(Referring expression pointing data)
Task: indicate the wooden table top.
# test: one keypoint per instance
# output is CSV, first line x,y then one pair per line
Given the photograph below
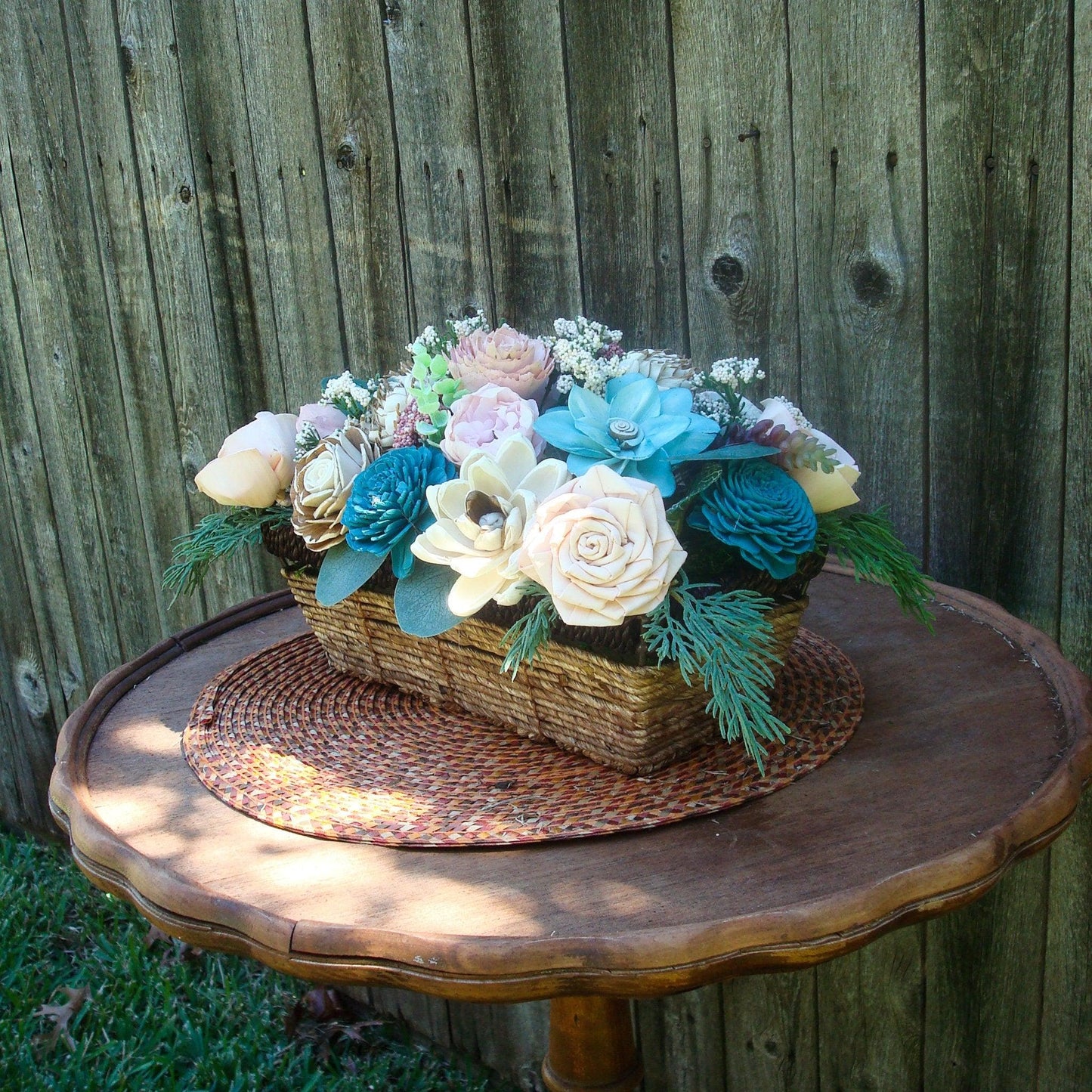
x,y
972,753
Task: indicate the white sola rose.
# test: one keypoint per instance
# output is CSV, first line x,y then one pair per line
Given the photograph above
x,y
603,549
826,491
481,518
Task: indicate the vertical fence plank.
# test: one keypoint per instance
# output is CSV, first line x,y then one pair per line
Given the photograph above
x,y
436,122
228,206
998,120
736,166
1066,1047
527,159
682,1041
58,292
856,125
770,1035
626,159
199,346
289,171
145,421
358,153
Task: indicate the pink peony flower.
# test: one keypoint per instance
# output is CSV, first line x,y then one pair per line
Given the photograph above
x,y
326,419
503,356
480,422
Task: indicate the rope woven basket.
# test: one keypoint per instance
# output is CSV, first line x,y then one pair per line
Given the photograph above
x,y
633,716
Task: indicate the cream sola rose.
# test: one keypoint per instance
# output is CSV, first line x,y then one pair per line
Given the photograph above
x,y
481,518
826,491
255,464
602,546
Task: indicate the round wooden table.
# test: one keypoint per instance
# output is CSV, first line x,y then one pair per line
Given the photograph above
x,y
972,753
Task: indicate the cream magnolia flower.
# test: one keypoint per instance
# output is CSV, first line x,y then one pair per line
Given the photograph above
x,y
255,464
481,519
826,491
603,549
322,483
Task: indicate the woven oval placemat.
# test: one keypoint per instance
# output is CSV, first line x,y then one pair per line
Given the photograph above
x,y
284,738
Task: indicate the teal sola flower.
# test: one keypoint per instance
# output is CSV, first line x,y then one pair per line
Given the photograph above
x,y
387,508
638,431
761,511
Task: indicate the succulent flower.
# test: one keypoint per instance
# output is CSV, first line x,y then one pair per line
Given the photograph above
x,y
255,464
759,510
602,546
638,431
321,486
481,519
387,507
481,421
667,370
826,490
503,356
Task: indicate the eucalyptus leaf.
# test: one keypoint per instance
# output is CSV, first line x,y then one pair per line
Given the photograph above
x,y
733,451
343,571
421,600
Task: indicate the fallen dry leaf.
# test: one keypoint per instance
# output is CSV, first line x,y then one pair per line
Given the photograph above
x,y
61,1016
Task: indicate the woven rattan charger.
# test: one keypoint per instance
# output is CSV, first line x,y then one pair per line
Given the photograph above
x,y
971,753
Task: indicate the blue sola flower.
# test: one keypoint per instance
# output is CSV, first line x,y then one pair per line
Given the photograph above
x,y
388,508
761,511
638,429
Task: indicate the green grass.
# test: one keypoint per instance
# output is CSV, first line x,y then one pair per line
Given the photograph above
x,y
159,1019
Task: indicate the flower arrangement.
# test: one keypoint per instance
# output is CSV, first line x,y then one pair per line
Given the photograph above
x,y
571,483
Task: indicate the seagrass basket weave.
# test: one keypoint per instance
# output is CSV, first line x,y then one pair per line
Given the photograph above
x,y
605,702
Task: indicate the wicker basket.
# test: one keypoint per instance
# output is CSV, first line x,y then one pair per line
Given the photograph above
x,y
633,716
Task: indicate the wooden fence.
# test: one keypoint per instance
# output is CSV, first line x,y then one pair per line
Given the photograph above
x,y
208,206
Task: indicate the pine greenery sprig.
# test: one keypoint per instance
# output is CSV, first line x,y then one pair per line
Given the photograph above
x,y
529,633
868,542
726,640
218,535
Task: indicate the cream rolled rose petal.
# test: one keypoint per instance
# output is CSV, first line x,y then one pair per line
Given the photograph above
x,y
255,464
481,518
602,546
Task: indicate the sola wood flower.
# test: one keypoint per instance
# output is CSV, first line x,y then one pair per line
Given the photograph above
x,y
501,356
757,508
322,483
481,421
481,519
255,464
826,491
387,503
603,549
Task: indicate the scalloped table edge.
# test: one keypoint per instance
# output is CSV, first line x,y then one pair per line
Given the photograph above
x,y
645,964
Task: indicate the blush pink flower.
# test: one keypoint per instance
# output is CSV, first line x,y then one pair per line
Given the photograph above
x,y
503,356
326,419
480,422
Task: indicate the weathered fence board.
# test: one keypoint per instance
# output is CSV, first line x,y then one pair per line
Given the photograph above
x,y
206,208
625,156
735,141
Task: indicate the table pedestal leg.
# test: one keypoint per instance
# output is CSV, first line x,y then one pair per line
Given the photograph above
x,y
591,1047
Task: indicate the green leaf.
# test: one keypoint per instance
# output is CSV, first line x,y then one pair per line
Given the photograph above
x,y
706,480
733,451
343,571
421,600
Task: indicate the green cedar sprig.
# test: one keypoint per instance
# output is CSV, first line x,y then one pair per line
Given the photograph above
x,y
868,542
529,633
218,535
726,640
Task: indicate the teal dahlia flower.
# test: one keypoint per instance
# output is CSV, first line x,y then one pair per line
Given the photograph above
x,y
757,508
387,508
638,431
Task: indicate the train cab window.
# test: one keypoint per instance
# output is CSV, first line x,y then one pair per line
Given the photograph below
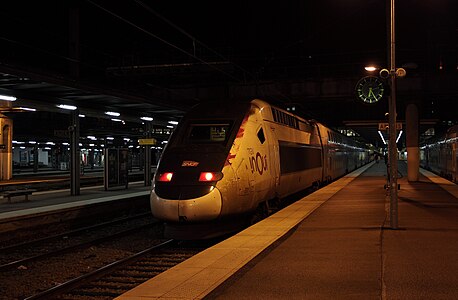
x,y
209,133
261,136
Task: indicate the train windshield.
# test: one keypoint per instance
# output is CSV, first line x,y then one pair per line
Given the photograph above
x,y
209,133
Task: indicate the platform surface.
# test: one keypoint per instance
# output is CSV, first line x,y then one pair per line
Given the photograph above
x,y
333,244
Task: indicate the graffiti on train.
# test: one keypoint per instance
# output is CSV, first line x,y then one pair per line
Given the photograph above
x,y
258,163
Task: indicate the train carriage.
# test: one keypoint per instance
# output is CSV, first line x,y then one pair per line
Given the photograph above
x,y
224,163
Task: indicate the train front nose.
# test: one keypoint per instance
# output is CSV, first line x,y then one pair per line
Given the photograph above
x,y
205,207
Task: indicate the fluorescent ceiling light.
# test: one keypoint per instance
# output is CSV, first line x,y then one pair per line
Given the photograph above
x,y
147,119
7,98
27,108
68,107
399,136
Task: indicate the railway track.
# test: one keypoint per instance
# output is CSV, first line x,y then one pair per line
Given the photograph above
x,y
30,267
47,247
122,275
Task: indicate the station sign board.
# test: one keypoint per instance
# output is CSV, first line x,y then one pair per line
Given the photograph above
x,y
147,141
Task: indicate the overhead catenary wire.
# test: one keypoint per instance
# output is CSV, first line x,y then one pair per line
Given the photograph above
x,y
162,40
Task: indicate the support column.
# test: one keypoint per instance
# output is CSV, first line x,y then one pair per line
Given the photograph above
x,y
147,155
75,154
6,148
413,151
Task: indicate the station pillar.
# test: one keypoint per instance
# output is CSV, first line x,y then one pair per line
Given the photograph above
x,y
413,151
147,156
6,148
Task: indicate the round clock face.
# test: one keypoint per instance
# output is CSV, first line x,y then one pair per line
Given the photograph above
x,y
369,89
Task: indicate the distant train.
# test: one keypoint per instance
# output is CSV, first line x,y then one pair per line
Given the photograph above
x,y
440,155
227,163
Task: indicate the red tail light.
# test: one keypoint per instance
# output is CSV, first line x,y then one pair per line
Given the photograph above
x,y
165,177
210,176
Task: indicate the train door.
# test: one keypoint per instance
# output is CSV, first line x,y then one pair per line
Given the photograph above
x,y
274,158
321,137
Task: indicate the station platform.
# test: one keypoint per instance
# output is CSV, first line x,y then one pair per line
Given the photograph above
x,y
336,243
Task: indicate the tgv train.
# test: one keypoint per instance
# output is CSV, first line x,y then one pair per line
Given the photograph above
x,y
224,163
440,155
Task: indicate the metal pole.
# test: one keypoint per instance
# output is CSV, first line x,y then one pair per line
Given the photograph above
x,y
75,154
147,156
393,153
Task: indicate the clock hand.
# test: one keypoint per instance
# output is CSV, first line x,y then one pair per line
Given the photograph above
x,y
371,93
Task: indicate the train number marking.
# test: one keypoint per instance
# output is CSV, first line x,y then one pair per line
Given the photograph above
x,y
258,163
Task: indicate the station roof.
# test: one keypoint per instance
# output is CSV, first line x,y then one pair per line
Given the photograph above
x,y
149,58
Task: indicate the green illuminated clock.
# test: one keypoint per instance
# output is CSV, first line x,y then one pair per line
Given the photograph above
x,y
370,89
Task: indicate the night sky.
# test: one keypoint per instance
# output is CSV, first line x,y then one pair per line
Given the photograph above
x,y
254,34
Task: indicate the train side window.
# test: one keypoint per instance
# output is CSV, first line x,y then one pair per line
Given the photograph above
x,y
261,136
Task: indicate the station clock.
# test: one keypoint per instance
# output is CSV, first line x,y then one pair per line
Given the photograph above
x,y
370,89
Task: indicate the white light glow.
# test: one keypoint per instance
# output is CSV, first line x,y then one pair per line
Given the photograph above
x,y
383,139
27,108
370,68
67,107
147,119
7,98
399,136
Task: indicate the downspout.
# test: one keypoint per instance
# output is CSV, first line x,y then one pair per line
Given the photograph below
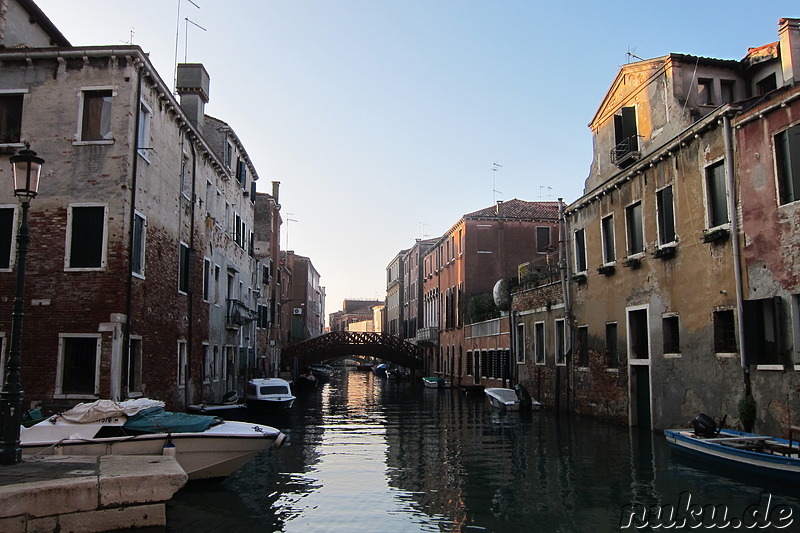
x,y
190,310
564,262
737,271
126,340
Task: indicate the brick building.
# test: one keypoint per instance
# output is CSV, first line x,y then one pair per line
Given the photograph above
x,y
141,273
461,269
680,280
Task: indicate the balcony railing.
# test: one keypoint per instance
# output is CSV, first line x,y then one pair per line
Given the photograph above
x,y
238,314
626,152
430,335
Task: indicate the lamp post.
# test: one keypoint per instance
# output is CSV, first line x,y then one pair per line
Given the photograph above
x,y
27,168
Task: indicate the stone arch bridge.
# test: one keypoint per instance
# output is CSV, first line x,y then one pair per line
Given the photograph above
x,y
344,344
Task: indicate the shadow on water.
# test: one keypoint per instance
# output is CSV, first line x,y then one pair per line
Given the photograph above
x,y
371,454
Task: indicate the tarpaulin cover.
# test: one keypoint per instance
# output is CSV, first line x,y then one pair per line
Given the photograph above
x,y
156,420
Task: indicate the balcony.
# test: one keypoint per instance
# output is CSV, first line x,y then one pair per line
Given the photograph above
x,y
238,314
626,152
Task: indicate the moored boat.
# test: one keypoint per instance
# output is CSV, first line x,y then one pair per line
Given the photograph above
x,y
205,447
269,394
511,399
230,408
322,371
435,382
502,398
760,454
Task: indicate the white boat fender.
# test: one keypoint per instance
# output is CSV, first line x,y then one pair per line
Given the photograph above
x,y
169,448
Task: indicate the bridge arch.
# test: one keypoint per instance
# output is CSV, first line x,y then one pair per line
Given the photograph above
x,y
343,344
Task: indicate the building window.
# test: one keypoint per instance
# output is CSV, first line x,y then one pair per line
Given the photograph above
x,y
215,363
716,195
96,115
580,251
217,298
184,268
633,217
626,135
727,91
639,335
206,363
186,182
10,118
705,91
79,364
228,155
181,363
538,343
135,366
724,331
670,326
542,239
560,341
666,215
521,344
766,84
607,234
763,334
583,346
7,233
787,156
612,350
137,253
241,172
86,237
143,139
206,279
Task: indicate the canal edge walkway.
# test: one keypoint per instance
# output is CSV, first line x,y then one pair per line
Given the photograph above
x,y
87,493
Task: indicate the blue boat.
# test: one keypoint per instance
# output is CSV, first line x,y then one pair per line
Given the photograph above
x,y
759,454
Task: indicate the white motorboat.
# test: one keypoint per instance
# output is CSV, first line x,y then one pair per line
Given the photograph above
x,y
511,399
269,393
205,447
502,398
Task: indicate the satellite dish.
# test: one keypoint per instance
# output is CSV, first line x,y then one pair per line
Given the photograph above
x,y
500,294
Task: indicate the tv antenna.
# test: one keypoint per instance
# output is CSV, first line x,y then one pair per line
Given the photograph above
x,y
422,229
177,34
632,55
495,167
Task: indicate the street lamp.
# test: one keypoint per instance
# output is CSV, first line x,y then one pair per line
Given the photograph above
x,y
27,168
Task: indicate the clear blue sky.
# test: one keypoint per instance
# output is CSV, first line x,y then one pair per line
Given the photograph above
x,y
382,118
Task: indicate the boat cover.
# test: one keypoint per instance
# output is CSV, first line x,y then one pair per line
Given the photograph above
x,y
84,413
156,420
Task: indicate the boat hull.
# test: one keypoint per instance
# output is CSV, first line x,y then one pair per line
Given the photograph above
x,y
772,465
215,453
502,398
267,404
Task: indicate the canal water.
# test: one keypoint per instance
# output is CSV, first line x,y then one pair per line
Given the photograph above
x,y
367,454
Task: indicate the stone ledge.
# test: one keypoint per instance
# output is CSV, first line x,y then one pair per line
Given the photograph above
x,y
86,494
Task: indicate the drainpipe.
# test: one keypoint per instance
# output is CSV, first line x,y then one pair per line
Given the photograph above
x,y
126,340
190,310
737,270
564,260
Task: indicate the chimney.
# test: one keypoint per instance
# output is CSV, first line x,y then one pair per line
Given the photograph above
x,y
275,186
192,86
789,34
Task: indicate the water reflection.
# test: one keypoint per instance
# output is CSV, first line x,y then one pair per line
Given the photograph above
x,y
367,454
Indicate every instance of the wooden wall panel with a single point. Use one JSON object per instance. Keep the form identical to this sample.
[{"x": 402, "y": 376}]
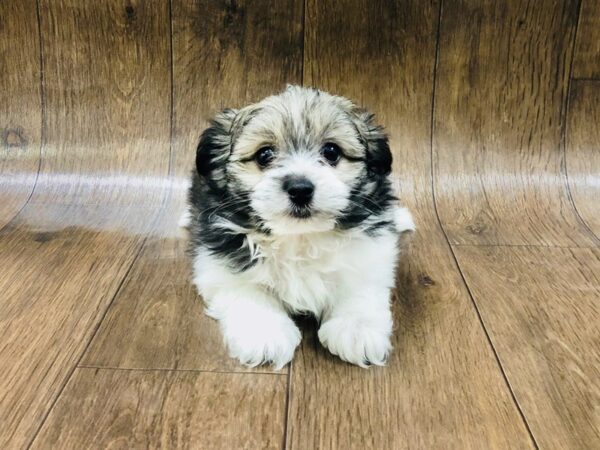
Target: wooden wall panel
[
  {"x": 583, "y": 151},
  {"x": 64, "y": 256},
  {"x": 501, "y": 92},
  {"x": 587, "y": 49},
  {"x": 442, "y": 387},
  {"x": 224, "y": 55},
  {"x": 21, "y": 105},
  {"x": 107, "y": 96}
]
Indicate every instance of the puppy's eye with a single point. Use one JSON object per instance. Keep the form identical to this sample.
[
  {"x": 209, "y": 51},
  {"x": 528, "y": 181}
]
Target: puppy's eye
[
  {"x": 331, "y": 153},
  {"x": 264, "y": 156}
]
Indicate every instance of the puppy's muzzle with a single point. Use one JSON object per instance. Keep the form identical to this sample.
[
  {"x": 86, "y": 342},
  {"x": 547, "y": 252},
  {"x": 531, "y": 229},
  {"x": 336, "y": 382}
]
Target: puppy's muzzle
[{"x": 299, "y": 189}]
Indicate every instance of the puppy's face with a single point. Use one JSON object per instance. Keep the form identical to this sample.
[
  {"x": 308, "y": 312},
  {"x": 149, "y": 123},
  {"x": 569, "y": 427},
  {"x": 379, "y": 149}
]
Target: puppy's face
[{"x": 304, "y": 160}]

# DIRECTIONS:
The total, and only the total: count the lines above that contain "leaf".

# ANSWER BOX:
3